▶ [What is required]: Please reproduce the material below word for word, starting at its first line and ending with the line that contains "[332,168,430,251]", both included, and output nothing beyond that stretch.

+===+

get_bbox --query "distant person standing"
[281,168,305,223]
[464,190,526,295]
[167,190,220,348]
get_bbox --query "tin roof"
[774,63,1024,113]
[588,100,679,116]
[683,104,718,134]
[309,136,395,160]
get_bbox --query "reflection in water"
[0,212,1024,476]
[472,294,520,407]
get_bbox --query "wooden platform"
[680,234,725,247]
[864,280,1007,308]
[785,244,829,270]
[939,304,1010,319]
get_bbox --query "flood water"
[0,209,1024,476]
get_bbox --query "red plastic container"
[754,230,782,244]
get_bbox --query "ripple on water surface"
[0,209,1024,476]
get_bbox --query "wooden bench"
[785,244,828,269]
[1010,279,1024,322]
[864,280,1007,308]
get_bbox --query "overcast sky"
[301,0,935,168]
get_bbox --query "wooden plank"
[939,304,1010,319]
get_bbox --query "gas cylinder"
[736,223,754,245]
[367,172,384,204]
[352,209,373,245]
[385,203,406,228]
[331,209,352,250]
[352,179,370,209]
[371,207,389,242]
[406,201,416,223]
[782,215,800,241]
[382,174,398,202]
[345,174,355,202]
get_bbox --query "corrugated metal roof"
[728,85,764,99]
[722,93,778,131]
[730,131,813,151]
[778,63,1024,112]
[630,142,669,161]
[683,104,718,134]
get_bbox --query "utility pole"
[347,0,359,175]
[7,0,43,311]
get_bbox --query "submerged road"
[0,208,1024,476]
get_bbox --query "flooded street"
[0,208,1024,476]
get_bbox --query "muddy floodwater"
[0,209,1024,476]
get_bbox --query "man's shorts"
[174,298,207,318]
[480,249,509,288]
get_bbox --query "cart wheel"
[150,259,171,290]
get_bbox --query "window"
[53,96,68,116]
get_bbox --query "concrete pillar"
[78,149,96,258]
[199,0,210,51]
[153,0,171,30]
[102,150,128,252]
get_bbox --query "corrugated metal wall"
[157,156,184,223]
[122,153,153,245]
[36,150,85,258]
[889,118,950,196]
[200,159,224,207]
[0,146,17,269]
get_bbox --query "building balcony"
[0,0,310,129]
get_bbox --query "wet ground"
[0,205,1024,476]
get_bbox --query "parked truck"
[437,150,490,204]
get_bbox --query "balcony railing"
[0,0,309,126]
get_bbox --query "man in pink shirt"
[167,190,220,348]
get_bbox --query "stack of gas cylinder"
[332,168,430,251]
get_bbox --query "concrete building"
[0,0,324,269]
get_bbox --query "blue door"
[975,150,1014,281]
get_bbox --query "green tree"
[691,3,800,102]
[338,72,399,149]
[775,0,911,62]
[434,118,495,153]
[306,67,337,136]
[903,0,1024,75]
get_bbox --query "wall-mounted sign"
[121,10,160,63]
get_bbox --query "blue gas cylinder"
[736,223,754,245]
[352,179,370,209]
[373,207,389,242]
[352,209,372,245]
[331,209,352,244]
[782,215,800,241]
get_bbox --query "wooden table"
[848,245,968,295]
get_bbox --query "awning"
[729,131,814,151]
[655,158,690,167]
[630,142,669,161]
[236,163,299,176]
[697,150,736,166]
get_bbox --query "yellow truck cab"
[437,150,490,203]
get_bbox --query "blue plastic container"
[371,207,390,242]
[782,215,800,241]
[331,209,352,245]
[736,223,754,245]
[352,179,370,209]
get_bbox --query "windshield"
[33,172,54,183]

+===+

▶ [Result for this task]:
get_bbox --query "distant person standing"
[281,168,305,223]
[464,190,526,295]
[167,190,220,348]
get_bbox --query "tin roof"
[774,63,1024,113]
[588,100,679,116]
[683,104,718,134]
[309,136,395,160]
get_bbox --query "reflection in water"
[0,212,1024,476]
[472,294,520,407]
get_bbox --query "wooden platform"
[680,234,725,247]
[864,280,1007,308]
[785,244,829,270]
[939,304,1010,319]
get_bbox --query "flood water"
[0,209,1024,476]
get_bbox --query "red plastic container"
[754,230,782,244]
get_bbox --query "ripple on water surface"
[0,209,1024,476]
get_bbox --query "wooden bench"
[785,244,828,269]
[1010,279,1024,322]
[864,280,1007,308]
get_bbox --query "overcast sky"
[301,0,935,168]
get_bbox --query "wooden plank"
[939,304,1010,319]
get_bbox --query "gas cylinder"
[736,223,754,245]
[367,172,384,204]
[352,209,373,245]
[385,203,406,228]
[331,209,352,250]
[352,179,370,209]
[371,207,389,242]
[406,201,416,223]
[782,215,800,241]
[382,174,398,202]
[345,174,355,202]
get_bbox --query "corrugated metal roof"
[728,85,764,99]
[722,93,778,131]
[730,131,813,151]
[778,63,1024,112]
[630,142,669,161]
[683,104,718,134]
get_bbox --query "utility pole"
[347,0,359,175]
[7,0,43,311]
get_bbox --query "submerged road"
[0,208,1024,476]
get_bbox --query "flooded street"
[0,208,1024,476]
get_bbox --query "muddy floodwater"
[0,209,1024,476]
get_bbox --query "man's shorts"
[174,298,207,318]
[480,249,509,288]
get_bbox --query "cart wheel"
[150,259,171,290]
get_bbox --query "window"
[53,96,68,116]
get_bbox --query "concrete pillar"
[78,149,96,258]
[199,0,210,51]
[153,0,171,30]
[102,150,128,252]
get_bbox --query "corrugated metal wall"
[157,156,184,223]
[122,153,153,245]
[36,150,85,258]
[889,118,950,196]
[200,159,224,207]
[0,146,17,269]
get_bbox --query "building balcony"
[0,0,310,129]
get_bbox --query "wet ground"
[0,205,1024,476]
get_bbox --query "parked truck"
[437,150,490,204]
get_bbox --query "balcony railing"
[0,0,309,126]
get_bbox --query "man in pink shirt"
[167,190,220,348]
get_bbox --query "stack of gas cylinder"
[332,168,430,251]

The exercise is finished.